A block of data
+-------+

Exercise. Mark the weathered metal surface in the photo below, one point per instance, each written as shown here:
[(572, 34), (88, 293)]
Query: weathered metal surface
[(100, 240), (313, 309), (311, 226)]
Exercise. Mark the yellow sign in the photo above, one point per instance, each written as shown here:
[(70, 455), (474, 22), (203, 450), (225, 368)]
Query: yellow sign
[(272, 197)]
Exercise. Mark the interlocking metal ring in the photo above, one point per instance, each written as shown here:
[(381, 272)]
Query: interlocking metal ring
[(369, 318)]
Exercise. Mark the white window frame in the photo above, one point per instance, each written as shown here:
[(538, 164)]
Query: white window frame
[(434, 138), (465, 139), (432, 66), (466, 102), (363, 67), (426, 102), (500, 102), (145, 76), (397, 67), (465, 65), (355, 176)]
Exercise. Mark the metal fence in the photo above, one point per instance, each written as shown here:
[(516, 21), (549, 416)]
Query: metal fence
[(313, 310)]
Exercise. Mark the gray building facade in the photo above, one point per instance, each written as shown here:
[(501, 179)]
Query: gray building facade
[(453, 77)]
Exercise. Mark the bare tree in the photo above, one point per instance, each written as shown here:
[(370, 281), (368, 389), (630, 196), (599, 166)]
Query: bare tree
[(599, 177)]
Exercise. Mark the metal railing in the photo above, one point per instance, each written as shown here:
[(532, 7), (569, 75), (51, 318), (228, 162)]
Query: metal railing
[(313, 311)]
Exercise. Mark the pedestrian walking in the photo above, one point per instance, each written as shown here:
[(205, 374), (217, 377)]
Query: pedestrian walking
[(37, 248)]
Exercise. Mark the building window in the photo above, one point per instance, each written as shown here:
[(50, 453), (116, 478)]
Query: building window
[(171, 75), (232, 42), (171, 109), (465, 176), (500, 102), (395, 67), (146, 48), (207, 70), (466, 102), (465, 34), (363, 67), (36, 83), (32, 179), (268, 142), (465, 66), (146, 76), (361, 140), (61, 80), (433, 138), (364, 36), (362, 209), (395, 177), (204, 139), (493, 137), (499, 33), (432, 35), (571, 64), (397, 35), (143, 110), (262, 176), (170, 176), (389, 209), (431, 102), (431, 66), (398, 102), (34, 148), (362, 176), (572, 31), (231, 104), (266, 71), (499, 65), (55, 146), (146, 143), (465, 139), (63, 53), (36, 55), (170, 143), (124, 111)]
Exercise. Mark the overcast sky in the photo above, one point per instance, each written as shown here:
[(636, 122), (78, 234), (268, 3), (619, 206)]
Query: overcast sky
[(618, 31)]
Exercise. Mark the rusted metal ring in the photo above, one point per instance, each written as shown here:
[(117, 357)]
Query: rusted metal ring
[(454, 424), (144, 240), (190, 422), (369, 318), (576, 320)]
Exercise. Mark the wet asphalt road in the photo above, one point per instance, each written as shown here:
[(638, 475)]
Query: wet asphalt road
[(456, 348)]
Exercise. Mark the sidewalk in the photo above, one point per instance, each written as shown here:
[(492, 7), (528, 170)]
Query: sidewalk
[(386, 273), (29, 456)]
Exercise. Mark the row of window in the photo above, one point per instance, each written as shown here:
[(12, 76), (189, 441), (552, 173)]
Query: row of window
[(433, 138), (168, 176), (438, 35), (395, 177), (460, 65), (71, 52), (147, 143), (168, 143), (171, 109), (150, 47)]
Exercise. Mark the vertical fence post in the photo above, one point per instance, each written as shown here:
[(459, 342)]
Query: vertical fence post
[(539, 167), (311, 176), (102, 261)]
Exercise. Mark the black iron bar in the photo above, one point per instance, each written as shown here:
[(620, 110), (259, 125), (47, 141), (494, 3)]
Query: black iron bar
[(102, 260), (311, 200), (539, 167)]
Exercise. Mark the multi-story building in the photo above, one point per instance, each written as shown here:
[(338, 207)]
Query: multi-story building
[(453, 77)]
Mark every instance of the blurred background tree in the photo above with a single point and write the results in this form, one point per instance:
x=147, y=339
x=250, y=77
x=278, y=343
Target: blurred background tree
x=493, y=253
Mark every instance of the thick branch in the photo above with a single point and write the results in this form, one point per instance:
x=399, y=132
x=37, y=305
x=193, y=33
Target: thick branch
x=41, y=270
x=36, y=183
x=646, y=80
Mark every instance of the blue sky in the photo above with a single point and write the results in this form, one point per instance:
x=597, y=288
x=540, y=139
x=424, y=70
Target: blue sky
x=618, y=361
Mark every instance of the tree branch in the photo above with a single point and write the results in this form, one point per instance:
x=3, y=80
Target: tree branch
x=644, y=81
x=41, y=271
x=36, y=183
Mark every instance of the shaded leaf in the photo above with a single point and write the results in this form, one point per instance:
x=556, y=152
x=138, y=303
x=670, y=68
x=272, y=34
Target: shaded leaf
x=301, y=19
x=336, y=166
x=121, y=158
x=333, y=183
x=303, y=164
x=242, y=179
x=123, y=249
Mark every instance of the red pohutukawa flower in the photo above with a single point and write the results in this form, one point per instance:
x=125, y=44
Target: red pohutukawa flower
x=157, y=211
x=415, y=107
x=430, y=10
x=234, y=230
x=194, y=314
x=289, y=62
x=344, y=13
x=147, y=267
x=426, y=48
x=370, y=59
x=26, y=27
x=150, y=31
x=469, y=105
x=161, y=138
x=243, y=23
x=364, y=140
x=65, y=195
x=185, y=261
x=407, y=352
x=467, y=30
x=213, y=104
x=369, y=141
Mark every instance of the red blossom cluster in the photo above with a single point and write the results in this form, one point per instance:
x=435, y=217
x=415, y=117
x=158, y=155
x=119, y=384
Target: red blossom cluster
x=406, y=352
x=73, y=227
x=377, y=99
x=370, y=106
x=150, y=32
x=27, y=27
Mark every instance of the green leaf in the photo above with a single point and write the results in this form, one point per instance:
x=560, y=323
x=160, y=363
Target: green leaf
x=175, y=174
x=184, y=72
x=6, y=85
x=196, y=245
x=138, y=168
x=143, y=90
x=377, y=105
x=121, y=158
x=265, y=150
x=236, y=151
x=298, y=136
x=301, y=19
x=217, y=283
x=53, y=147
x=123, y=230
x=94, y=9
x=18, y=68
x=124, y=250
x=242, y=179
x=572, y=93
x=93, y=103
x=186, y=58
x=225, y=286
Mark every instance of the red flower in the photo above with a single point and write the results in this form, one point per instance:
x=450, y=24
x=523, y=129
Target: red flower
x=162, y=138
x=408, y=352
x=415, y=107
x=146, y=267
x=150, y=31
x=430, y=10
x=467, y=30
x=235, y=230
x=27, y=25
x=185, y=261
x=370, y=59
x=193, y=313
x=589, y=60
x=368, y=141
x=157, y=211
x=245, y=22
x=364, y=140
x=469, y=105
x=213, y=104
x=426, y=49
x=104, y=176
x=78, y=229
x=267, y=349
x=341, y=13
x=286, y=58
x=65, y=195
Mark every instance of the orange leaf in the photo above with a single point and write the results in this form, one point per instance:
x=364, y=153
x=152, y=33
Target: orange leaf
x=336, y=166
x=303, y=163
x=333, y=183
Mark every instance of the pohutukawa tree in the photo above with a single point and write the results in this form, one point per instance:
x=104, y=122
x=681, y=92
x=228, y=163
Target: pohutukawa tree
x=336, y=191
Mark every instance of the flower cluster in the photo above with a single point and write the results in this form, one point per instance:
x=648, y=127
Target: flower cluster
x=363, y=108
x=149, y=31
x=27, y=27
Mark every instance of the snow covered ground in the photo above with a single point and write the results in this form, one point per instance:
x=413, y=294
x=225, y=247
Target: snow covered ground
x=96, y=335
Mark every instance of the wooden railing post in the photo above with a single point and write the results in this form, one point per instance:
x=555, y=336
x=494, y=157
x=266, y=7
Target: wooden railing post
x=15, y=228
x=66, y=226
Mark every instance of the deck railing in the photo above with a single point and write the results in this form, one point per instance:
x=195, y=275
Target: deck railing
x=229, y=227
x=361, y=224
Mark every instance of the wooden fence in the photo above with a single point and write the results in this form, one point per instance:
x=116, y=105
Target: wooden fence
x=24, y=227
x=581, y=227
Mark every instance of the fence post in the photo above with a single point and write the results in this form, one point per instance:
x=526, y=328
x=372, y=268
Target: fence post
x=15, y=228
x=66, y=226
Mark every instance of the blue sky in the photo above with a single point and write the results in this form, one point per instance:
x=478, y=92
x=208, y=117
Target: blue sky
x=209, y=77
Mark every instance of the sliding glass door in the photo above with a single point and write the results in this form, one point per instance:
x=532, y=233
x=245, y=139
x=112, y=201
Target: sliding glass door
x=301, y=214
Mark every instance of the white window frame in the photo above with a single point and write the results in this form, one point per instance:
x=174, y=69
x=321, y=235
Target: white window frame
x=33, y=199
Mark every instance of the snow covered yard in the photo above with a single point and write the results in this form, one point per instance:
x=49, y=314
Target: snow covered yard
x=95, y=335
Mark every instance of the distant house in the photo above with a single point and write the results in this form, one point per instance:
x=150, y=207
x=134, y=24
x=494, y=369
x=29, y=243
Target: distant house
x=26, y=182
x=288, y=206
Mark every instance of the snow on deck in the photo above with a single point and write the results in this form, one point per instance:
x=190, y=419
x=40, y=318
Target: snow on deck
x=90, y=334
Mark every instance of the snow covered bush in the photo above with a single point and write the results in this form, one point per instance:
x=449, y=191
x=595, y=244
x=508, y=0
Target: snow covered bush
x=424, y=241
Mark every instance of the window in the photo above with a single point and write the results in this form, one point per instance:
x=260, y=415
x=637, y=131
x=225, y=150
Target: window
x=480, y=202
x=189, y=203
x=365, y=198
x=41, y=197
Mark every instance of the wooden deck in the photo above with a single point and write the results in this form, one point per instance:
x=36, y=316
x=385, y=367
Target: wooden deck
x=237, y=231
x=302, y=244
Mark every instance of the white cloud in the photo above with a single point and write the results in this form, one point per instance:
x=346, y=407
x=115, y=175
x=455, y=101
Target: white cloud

+-------+

- _What to work on_: Retype the data between the line holding "Exercise. Mark the overcast" and the line holding "[(618, 31)]", inclusive, without any changes.

- _Output of the task_:
Exercise. Mark the overcast sky in the photo above, one point per instance, each written as shown here:
[(636, 122), (78, 234), (268, 3), (619, 206)]
Query: overcast sky
[(618, 31)]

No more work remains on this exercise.